Begin at the line that has "each like [1009,258]." and stop after the last line of the items, then write out every line in that span, requests included. Shift each answer coordinate by adding 146 to both of its numbers, and leave the requests and their sample coordinates unchanged.

[begin Recorded information]

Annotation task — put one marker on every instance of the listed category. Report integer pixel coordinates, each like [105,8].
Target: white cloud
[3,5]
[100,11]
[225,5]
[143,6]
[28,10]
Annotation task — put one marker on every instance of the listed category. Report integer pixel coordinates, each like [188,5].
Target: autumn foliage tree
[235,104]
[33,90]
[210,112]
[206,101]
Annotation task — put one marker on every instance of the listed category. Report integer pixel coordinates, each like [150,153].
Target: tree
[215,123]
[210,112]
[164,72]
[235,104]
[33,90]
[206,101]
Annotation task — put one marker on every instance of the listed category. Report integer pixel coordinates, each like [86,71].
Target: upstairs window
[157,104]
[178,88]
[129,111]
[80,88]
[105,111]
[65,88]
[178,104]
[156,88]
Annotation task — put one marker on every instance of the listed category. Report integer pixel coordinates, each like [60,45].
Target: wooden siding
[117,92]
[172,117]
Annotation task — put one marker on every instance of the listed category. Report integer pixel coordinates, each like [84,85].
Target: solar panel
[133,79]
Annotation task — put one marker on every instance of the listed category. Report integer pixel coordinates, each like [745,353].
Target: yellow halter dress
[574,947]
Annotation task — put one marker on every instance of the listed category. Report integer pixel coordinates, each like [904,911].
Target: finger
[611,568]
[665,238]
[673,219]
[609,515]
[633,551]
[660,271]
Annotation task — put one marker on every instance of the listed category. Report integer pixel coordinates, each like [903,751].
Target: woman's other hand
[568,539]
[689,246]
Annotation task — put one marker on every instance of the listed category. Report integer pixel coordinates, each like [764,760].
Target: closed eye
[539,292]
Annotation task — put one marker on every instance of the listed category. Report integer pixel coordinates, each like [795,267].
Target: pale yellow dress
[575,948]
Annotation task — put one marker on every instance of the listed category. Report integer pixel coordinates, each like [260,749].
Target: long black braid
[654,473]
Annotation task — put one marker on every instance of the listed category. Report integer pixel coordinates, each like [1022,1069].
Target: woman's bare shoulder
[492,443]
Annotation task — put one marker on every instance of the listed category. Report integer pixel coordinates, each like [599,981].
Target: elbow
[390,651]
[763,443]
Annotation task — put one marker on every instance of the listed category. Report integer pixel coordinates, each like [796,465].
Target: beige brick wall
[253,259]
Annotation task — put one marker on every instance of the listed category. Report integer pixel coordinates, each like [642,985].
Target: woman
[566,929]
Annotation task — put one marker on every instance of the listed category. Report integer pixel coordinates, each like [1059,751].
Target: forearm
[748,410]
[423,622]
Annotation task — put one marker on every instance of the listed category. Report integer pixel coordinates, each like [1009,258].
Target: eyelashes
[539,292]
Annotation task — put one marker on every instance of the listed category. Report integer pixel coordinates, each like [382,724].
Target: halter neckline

[end Recorded information]

## Right answer
Annotation task — put one marker on every instance of the listed category. Report integer pixel coordinates, each like [1009,258].
Target: eyelashes
[685,438]
Annotation task — put one marker on every instance of the listed category. Report integer pixel coordinates, each like [382,724].
Target: halter neckline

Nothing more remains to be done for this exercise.